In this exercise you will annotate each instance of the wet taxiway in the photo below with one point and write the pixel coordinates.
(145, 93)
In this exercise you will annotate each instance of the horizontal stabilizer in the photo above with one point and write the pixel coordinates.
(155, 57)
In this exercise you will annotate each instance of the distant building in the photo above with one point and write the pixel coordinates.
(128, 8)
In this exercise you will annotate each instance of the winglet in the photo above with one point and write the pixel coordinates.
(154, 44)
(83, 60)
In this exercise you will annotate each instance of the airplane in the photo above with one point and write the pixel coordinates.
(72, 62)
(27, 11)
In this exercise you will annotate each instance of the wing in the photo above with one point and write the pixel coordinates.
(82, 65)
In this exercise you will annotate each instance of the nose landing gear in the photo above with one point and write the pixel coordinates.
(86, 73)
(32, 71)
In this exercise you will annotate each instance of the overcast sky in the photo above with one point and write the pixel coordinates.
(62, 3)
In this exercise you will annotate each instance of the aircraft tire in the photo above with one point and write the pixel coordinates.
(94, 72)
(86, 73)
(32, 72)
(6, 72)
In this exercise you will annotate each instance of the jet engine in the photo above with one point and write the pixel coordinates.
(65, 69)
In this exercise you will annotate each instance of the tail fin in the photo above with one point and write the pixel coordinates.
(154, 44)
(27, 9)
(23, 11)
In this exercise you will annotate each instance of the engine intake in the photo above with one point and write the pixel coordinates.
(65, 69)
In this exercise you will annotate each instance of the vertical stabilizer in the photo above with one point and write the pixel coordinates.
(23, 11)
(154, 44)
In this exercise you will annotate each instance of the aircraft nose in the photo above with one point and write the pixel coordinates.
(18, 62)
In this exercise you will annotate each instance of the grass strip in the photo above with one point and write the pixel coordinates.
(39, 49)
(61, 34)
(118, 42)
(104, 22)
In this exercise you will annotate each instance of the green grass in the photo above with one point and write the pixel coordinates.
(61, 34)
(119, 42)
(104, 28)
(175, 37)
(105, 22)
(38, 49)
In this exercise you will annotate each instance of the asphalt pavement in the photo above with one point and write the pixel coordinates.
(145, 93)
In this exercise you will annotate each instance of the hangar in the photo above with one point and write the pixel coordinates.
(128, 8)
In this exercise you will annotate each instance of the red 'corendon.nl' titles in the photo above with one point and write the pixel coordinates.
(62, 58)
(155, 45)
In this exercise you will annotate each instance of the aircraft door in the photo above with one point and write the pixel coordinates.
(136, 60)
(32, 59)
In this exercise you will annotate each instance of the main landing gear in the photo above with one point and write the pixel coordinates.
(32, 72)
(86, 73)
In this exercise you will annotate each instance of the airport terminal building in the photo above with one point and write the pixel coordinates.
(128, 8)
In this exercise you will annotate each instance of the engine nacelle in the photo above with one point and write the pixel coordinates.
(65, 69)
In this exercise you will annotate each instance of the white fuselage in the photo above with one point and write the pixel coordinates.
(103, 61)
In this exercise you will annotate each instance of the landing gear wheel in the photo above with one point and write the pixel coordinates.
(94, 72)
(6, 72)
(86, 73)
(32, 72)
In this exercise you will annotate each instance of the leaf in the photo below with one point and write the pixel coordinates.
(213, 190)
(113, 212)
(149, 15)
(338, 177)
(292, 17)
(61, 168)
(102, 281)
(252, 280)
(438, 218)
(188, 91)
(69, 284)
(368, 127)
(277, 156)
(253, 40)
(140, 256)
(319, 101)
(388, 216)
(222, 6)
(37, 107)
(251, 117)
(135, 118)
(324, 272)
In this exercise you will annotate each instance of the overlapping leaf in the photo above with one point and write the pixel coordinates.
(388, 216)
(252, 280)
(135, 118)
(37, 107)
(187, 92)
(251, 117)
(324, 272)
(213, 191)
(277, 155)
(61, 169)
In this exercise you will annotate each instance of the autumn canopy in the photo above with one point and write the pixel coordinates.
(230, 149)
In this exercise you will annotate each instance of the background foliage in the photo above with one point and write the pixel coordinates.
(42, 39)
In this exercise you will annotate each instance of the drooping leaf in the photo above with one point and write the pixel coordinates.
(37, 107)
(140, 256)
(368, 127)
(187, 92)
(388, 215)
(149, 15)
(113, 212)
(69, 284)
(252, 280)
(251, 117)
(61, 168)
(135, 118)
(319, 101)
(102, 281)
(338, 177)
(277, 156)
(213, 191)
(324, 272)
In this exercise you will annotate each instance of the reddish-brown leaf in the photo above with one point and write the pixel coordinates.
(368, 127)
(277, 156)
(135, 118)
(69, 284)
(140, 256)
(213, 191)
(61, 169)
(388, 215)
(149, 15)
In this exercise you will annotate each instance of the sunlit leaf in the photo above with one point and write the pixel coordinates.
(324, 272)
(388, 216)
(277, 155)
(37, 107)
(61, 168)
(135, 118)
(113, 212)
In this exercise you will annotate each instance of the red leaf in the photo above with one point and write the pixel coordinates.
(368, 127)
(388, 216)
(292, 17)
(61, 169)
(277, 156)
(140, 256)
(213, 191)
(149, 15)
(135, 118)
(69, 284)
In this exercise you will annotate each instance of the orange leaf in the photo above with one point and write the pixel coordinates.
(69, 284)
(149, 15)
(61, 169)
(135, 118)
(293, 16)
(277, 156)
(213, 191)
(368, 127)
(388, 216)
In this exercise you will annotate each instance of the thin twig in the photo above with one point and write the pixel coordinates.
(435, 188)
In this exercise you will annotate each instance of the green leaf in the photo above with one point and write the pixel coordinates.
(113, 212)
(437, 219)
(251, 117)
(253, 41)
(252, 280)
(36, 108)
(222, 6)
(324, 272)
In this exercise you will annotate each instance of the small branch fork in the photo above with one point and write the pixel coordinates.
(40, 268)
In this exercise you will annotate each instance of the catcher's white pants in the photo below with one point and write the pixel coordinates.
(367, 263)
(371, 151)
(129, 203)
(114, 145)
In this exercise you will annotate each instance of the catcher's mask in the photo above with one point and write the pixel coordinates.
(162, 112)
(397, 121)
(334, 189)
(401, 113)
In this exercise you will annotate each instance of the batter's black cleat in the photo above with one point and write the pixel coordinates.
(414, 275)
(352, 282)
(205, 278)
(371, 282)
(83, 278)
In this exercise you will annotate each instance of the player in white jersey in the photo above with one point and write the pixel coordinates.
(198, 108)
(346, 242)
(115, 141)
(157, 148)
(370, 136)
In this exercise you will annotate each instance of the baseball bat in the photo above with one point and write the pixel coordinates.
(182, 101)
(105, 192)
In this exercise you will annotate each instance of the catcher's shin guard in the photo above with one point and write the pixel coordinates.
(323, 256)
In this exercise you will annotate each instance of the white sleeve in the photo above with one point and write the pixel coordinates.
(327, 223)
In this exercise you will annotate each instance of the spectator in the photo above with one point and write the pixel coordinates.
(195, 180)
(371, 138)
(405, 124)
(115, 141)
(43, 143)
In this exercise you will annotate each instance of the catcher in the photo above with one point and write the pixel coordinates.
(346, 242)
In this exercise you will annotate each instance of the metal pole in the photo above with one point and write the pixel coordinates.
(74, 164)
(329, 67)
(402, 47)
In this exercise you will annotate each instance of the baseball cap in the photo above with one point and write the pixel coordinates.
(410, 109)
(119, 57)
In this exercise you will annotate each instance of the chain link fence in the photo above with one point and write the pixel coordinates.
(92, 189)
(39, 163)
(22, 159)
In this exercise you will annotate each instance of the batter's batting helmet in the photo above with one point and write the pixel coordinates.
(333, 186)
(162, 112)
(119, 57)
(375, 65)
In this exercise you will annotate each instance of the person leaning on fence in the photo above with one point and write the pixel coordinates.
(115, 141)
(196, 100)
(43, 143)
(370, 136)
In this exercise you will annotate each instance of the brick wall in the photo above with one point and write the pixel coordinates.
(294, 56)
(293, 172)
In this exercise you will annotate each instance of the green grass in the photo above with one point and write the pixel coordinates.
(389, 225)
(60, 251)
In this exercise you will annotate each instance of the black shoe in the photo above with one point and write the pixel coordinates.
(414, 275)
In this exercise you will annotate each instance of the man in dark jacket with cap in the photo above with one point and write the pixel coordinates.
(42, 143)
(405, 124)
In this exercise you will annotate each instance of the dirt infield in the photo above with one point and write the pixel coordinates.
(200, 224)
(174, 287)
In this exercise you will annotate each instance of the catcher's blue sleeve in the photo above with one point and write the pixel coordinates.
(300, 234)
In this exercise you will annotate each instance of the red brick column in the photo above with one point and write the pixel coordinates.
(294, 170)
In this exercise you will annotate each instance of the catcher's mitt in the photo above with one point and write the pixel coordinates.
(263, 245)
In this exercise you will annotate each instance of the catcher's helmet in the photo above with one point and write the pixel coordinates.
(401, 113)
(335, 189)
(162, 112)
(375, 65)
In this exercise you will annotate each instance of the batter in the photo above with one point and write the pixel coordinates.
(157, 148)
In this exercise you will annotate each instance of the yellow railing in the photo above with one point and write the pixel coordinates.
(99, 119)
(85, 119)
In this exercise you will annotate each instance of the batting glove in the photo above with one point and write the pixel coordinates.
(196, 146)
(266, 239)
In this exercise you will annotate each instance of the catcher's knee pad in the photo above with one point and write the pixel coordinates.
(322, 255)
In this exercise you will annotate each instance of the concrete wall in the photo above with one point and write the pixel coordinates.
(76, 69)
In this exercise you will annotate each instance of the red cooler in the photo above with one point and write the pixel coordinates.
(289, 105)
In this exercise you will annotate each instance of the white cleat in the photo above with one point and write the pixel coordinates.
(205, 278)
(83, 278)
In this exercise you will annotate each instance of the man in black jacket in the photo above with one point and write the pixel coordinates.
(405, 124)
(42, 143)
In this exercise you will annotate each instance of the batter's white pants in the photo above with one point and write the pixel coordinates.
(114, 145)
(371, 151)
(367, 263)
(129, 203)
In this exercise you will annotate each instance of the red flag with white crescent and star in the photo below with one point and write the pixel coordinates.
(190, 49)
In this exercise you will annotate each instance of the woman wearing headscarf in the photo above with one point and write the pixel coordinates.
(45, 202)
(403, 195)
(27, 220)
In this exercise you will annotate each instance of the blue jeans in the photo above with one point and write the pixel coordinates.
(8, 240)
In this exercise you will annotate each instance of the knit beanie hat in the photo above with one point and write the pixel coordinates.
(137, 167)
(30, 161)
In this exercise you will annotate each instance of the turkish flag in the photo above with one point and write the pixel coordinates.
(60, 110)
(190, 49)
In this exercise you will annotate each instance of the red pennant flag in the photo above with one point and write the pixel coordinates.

::::::

> REQUIREMENT
Each line from the one with "In this exercise you will annotate each instance of the blue" through the last line of the records must be written out word for word. Include nothing else.

> THE REPLY
In this exercise you will annotate each instance of the blue jeans in the photo above with one point and write the pixel coordinates.
(8, 240)
In this exercise you will annotate each instance of the knit beanie hat in the photo above with one point and write the pixel coordinates.
(137, 167)
(30, 161)
In this exercise you will annotate each instance of the turkish flag in the photo above with one point and write the pixel coordinates.
(60, 110)
(190, 49)
In this exercise you will annotate each instance of the red pennant flag in the photo above with one point and write the pixel coordinates.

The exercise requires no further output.